(Point annotation dataset listing)
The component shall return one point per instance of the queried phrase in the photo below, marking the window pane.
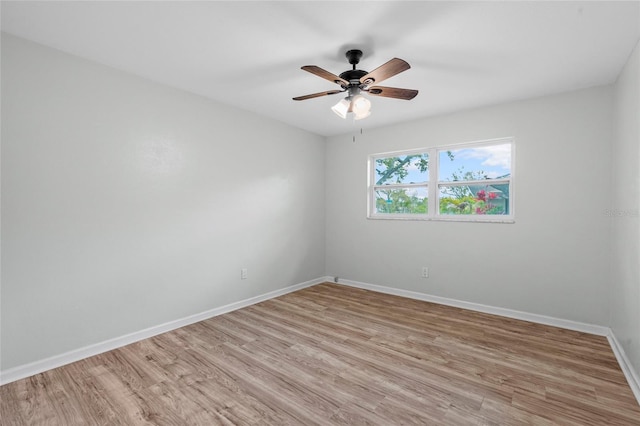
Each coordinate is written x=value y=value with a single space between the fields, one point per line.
x=474 y=199
x=402 y=201
x=403 y=169
x=479 y=163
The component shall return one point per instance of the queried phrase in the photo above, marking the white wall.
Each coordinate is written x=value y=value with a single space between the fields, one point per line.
x=552 y=261
x=127 y=204
x=625 y=206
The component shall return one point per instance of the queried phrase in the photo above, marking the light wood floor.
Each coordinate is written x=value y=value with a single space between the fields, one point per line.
x=331 y=354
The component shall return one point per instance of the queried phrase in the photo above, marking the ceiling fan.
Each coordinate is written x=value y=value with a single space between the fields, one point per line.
x=354 y=82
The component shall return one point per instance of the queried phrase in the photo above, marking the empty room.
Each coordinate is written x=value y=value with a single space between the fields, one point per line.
x=320 y=213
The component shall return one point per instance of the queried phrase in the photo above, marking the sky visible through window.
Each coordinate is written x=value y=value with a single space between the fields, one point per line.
x=494 y=161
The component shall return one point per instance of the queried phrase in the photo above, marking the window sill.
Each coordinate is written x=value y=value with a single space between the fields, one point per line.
x=475 y=219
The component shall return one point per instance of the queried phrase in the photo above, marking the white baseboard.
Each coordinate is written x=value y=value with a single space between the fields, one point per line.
x=503 y=312
x=40 y=366
x=628 y=370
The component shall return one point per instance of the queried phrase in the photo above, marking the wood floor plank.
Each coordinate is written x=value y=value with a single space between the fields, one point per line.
x=336 y=355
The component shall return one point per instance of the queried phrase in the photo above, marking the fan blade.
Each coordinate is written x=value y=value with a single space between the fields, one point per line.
x=325 y=74
x=317 y=95
x=384 y=71
x=392 y=92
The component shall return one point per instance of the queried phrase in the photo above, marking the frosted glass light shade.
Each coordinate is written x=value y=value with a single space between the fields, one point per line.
x=342 y=108
x=361 y=107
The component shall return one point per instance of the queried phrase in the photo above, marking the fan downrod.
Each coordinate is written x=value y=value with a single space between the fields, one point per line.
x=353 y=56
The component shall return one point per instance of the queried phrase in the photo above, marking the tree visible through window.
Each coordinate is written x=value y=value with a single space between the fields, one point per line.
x=466 y=182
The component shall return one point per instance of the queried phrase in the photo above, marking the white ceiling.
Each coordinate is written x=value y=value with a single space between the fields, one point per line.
x=249 y=54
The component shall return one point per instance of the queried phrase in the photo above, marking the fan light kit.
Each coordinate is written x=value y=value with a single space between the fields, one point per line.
x=354 y=82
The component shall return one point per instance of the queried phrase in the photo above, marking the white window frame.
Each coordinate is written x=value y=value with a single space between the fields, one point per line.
x=433 y=185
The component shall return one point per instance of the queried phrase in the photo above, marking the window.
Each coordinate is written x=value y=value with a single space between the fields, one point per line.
x=468 y=182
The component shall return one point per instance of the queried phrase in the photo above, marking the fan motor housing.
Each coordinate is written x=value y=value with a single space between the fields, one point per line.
x=353 y=75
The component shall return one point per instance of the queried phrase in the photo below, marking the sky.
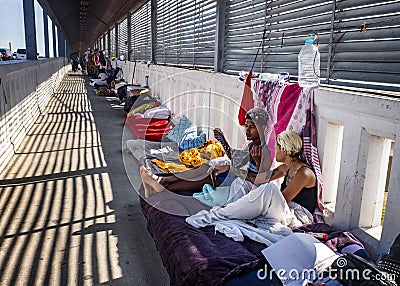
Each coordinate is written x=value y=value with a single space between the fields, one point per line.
x=12 y=26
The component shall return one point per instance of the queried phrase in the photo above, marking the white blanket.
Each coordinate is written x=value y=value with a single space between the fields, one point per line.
x=265 y=206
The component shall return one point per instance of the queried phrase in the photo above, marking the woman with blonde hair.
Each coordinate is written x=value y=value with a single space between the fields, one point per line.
x=292 y=205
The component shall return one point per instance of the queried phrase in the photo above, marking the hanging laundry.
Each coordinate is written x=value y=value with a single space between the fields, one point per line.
x=247 y=99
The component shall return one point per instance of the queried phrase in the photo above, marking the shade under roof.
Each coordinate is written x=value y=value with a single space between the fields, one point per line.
x=83 y=21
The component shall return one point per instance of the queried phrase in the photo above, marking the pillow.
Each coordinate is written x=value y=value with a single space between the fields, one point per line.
x=177 y=133
x=191 y=140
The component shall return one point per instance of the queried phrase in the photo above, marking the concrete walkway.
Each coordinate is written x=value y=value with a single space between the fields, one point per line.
x=68 y=212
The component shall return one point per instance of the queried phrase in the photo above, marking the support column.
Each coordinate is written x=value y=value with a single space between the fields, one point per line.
x=220 y=36
x=46 y=35
x=153 y=21
x=54 y=40
x=30 y=30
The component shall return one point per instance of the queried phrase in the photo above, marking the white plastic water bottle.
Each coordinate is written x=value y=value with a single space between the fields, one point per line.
x=309 y=63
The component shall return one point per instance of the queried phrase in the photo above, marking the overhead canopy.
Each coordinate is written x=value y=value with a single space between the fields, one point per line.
x=83 y=21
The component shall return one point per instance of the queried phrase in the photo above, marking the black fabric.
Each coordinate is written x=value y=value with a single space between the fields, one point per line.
x=352 y=270
x=307 y=197
x=391 y=261
x=136 y=101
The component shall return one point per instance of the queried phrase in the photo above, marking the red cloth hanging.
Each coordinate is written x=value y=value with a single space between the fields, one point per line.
x=247 y=99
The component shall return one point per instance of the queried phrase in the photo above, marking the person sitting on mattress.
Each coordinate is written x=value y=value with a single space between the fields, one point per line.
x=259 y=161
x=291 y=206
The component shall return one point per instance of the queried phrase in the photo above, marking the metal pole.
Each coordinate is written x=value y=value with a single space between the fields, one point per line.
x=54 y=40
x=46 y=35
x=129 y=20
x=116 y=41
x=220 y=36
x=30 y=30
x=153 y=30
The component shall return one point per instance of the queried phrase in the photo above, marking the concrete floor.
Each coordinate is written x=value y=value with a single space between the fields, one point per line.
x=68 y=212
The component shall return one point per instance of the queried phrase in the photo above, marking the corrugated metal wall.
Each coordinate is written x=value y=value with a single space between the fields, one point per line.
x=359 y=40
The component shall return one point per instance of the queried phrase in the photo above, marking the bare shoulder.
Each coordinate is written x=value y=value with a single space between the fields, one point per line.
x=308 y=174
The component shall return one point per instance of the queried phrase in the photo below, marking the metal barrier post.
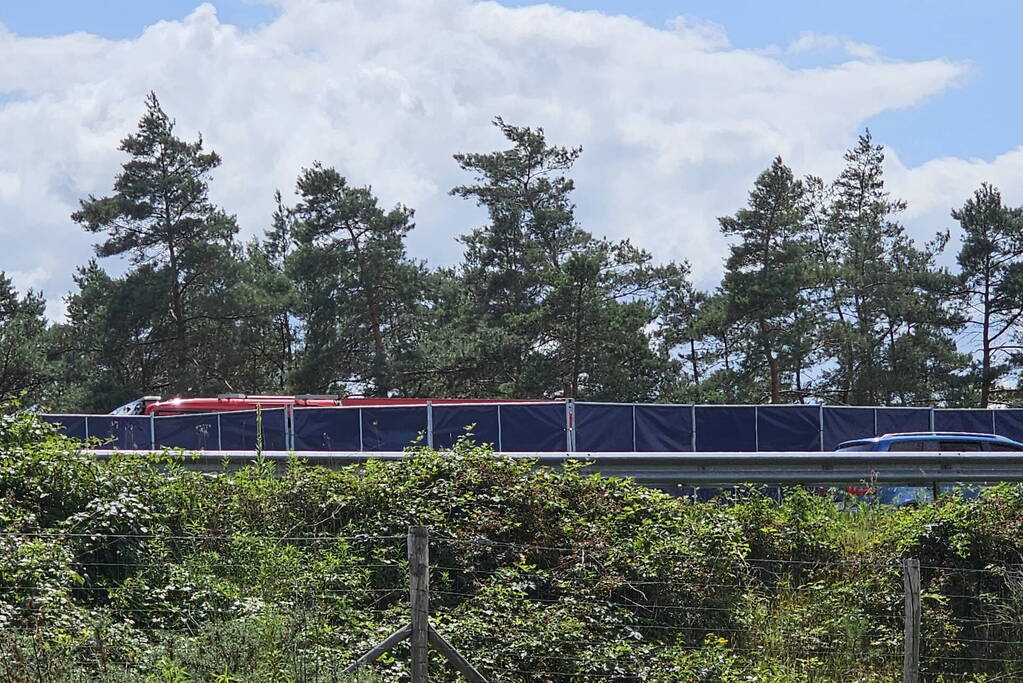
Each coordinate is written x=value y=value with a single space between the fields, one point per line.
x=500 y=448
x=430 y=423
x=910 y=653
x=820 y=425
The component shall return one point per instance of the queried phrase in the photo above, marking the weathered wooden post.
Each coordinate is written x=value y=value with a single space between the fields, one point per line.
x=418 y=631
x=418 y=594
x=910 y=655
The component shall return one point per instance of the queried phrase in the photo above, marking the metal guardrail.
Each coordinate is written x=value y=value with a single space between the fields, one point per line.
x=696 y=468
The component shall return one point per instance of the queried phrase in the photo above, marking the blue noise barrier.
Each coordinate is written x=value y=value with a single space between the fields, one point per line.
x=604 y=427
x=725 y=428
x=69 y=425
x=192 y=433
x=326 y=429
x=661 y=428
x=1009 y=423
x=841 y=423
x=123 y=431
x=534 y=427
x=237 y=430
x=903 y=419
x=450 y=422
x=788 y=428
x=965 y=420
x=393 y=428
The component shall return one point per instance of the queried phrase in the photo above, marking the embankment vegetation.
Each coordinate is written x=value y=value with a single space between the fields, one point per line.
x=138 y=570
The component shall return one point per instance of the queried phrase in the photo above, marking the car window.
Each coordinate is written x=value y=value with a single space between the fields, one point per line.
x=994 y=446
x=914 y=446
x=962 y=446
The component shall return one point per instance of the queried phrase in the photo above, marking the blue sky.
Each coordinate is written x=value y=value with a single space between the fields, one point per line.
x=674 y=121
x=977 y=120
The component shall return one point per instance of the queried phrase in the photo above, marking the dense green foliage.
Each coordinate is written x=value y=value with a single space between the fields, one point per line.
x=138 y=570
x=825 y=299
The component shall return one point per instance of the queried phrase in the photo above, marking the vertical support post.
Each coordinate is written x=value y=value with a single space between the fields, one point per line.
x=500 y=447
x=693 y=437
x=418 y=588
x=361 y=446
x=430 y=423
x=290 y=427
x=910 y=655
x=756 y=428
x=820 y=425
x=633 y=427
x=570 y=424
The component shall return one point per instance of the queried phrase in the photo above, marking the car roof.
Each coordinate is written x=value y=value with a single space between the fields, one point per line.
x=926 y=436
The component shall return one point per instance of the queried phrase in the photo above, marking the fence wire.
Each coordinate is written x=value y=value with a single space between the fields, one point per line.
x=92 y=605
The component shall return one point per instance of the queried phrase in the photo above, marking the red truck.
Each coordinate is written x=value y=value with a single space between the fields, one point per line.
x=154 y=405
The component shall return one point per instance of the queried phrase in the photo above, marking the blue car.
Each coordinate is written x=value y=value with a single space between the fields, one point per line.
x=927 y=442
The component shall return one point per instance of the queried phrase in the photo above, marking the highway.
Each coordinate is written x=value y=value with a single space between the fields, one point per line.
x=696 y=468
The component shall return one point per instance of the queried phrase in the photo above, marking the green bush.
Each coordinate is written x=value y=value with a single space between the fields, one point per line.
x=140 y=570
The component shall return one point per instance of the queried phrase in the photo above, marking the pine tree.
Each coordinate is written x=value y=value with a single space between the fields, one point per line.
x=767 y=276
x=179 y=308
x=360 y=297
x=890 y=325
x=549 y=310
x=27 y=371
x=991 y=269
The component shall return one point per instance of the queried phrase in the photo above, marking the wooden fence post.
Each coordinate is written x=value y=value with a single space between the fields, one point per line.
x=419 y=632
x=418 y=588
x=910 y=655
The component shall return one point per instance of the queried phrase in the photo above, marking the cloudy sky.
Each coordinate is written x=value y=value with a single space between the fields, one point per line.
x=678 y=104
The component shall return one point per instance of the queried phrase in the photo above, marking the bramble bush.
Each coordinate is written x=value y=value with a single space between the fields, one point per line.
x=139 y=570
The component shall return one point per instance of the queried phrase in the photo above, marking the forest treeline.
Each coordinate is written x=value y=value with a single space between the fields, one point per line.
x=825 y=299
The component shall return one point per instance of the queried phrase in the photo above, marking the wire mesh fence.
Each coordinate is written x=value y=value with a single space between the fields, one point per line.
x=102 y=605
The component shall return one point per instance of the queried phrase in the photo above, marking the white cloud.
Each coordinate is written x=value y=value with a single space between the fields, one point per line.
x=674 y=123
x=810 y=41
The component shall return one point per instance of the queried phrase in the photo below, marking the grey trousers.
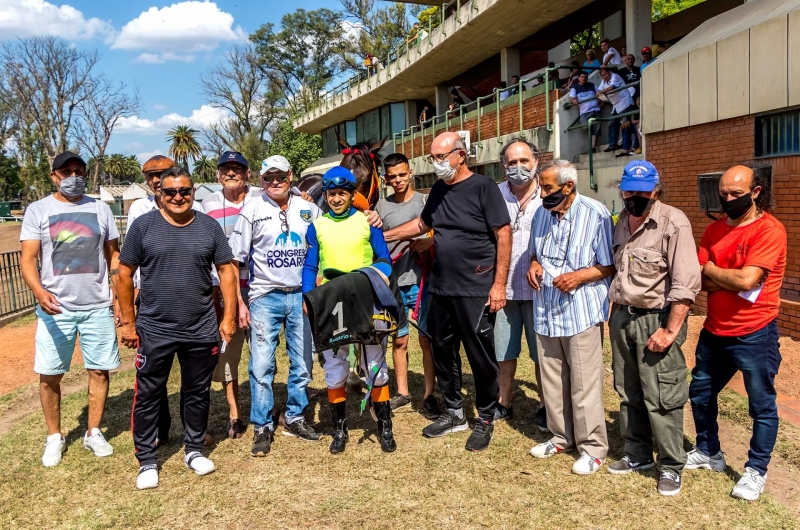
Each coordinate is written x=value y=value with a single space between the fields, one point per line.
x=652 y=387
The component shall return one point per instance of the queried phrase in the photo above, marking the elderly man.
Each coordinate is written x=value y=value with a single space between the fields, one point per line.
x=520 y=159
x=657 y=279
x=472 y=247
x=743 y=257
x=570 y=264
x=76 y=240
x=269 y=240
x=233 y=172
x=176 y=248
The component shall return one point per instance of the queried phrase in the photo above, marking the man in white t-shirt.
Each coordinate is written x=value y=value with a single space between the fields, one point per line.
x=520 y=159
x=76 y=240
x=233 y=172
x=270 y=240
x=622 y=100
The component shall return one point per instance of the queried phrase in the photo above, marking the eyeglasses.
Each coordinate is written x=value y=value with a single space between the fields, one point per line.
x=441 y=158
x=171 y=192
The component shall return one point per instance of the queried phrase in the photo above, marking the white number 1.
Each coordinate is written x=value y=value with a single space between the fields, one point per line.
x=337 y=311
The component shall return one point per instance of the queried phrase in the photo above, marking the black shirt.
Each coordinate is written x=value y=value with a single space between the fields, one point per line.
x=463 y=217
x=175 y=264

YOUR GOAL –
Reproduce verbatim the lines of the listing above, from the line containing "corrugated metal wall." through the line containing "x=308 y=174", including both of those lines.

THE SOLUTION –
The component shall return one point per instance of the queried phrase in the photo above, marking the corrugated metal wall.
Each coordinate is written x=value y=value with a single space between the fields, one point per line.
x=359 y=40
The component shall return one point per instance of the queried phrase in the photo above, marking the bare shoulder.
Each coordinate is written x=value y=value with a single space between the fields, one point per line.
x=308 y=174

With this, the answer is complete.